++++ EXERCISE DATA

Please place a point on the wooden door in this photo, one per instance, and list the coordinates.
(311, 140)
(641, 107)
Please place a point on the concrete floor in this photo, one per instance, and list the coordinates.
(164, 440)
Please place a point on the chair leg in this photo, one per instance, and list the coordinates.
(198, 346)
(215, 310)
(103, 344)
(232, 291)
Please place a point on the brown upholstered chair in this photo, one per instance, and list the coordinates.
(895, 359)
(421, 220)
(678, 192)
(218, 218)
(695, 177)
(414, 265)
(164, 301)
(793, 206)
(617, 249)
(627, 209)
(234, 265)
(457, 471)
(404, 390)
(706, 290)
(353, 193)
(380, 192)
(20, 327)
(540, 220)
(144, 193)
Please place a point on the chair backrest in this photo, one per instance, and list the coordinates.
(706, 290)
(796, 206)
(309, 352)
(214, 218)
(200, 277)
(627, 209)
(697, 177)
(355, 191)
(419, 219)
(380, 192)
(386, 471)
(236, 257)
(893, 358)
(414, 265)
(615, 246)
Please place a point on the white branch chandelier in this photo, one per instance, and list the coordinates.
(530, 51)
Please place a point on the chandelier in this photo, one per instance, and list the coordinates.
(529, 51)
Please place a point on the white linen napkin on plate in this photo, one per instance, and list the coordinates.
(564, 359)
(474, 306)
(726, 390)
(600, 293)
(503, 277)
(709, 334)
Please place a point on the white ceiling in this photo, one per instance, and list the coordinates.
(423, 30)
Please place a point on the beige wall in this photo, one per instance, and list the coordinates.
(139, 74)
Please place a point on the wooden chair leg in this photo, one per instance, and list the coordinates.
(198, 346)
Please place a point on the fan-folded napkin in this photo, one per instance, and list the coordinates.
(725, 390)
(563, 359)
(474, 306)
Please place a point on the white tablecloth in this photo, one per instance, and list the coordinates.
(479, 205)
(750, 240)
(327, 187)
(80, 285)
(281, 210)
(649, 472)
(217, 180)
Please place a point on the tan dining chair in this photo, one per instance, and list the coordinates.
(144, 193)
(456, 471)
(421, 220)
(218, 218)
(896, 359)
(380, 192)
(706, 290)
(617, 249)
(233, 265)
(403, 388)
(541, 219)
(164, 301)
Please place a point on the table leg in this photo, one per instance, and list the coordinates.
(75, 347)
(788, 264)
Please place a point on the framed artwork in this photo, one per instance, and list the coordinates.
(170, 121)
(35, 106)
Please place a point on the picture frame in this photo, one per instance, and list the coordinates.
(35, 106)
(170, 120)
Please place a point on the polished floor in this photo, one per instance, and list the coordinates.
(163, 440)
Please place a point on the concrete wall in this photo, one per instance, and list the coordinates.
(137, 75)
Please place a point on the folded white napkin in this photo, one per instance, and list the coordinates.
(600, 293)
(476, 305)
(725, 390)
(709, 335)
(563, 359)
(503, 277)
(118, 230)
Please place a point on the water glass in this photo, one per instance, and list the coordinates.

++++++++
++++ EXERCISE DATA

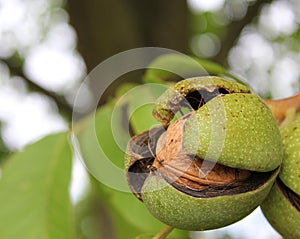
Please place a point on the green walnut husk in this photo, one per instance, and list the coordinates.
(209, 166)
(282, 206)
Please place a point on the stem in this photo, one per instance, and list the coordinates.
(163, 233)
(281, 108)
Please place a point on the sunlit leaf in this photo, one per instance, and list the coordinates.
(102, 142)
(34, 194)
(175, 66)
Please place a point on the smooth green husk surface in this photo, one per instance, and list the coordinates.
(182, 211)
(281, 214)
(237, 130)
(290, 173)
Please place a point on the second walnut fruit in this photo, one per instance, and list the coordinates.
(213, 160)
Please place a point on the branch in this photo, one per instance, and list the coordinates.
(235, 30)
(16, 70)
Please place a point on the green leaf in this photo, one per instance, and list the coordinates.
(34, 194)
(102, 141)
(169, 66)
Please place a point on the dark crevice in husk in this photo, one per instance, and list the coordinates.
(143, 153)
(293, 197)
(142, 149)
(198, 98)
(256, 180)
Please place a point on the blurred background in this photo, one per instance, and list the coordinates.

++++++++

> [WHAT YOU ARE ASKED TO DO]: Please give an exact copy of the entries above, from the line with "Please place a point on the dark" down to the line with "Please place a point on the blurred", inclusive, and nothing else.

> [ANSWER FOR THE TASK]:
Please place a point on the dark crevice in husk in this photo, one per instance, and list the coordinates.
(143, 153)
(293, 197)
(142, 149)
(198, 98)
(256, 180)
Please place a point on the blurred background in this photo, one per instance, and list the coordinates.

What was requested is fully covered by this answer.